• **EXERCISE**: Hand back all of the records exactly as they read.

***** RECORDS TO USE

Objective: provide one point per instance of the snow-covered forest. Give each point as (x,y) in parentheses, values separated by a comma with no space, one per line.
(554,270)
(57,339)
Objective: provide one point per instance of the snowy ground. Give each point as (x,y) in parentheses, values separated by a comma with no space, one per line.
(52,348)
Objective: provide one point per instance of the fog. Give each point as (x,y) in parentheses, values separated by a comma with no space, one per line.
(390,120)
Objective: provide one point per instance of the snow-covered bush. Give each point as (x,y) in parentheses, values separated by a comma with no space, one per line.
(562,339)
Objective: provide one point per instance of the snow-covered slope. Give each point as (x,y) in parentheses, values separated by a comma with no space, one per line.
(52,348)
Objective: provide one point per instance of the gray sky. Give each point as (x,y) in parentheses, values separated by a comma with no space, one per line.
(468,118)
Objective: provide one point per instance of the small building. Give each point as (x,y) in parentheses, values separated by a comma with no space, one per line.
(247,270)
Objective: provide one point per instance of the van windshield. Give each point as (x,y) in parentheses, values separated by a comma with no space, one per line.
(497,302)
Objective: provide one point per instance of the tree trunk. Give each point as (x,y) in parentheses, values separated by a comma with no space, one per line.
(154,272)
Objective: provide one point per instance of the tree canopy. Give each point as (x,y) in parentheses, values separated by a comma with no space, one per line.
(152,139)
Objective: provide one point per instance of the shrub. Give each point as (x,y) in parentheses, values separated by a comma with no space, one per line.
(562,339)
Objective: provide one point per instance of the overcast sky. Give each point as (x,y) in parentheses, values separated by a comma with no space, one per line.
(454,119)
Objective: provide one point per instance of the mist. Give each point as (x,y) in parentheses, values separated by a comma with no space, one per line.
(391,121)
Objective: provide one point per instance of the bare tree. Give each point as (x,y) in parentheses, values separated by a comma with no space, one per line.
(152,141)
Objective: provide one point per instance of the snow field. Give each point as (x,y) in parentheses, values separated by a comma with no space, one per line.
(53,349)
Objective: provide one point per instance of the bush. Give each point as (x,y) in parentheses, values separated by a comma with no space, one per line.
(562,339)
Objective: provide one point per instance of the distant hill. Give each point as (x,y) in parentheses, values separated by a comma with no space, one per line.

**********

• **SOLVED PROBLEM**:
Objective: provide one point per instance of the snow-covered forest. Give each point as (x,y) in parentheses, values separated by a comma with no space, one per line.
(554,270)
(57,339)
Objective: provide one point per instance of the snowy ground. Give each point as (x,y) in parentheses, values separated by a comma with no space, one per line.
(52,348)
Objective: provide one point per instance of the fog. Give each point as (x,y) in parentheses, values separated by a comma with no space, one per line.
(390,120)
Objective: provide one point per instance of the snow-covered bush. Give each point as (x,y) in parentheses, values separated by a comma with no space, one per line.
(562,339)
Objective: provide one point per instance of the snow-covered slope. Give each point as (x,y) in parentheses, values separated by a comma with no space, one per line.
(52,348)
Objective: provide one point per instance of the gray sky. Give each point as (x,y) in parentheses, values separated by a comma with no space, one per line.
(468,118)
Objective: provide one point per instance of the small building. Give each point as (x,y) in parentheses, values separated by a comma with no space, one per line.
(247,270)
Objective: provide one point per instance of the van windshield. Give each point as (x,y) in parentheses, values separated by a comma with no space, one per line.
(497,302)
Objective: provide one point per instance of the tree trunk. Give each point as (x,y) in parentheses, values separated by a comma with no space, one per line.
(154,272)
Objective: provide one point per instance of the tree canopy. Give each point as (x,y) in parentheses, values separated by a comma with no space, one per line.
(152,139)
Objective: provide one point per instance of the shrub. Give each point as (x,y) in parentheses, values separated by a comma with no space, one per line.
(562,339)
Objective: provide one point per instance of the overcast sky. Give each point as (x,y) in parentheses, values separated by a comma with no space, one per line.
(454,119)
Objective: provide one point per instance of the mist. Give each point as (x,y) in parentheses, values separated by a comma with no space, one per line.
(391,121)
Objective: provide one point per instance of the bare tree. Give each point as (x,y) in parentheses, values separated by a comma with no space, one per line.
(152,141)
Objective: provide one point per instance of the snow field. Give each point as (x,y) in parentheses, values separated by a comma with no space, one per line.
(53,349)
Objective: provide one point per instance of the bush. Give each point as (x,y) in parentheses, values separated by a comma with no space, one per line.
(562,339)
Objective: provide one point per instance of the distant hill. Give each point as (x,y) in parentheses, values separated by a comma with no space, one per line.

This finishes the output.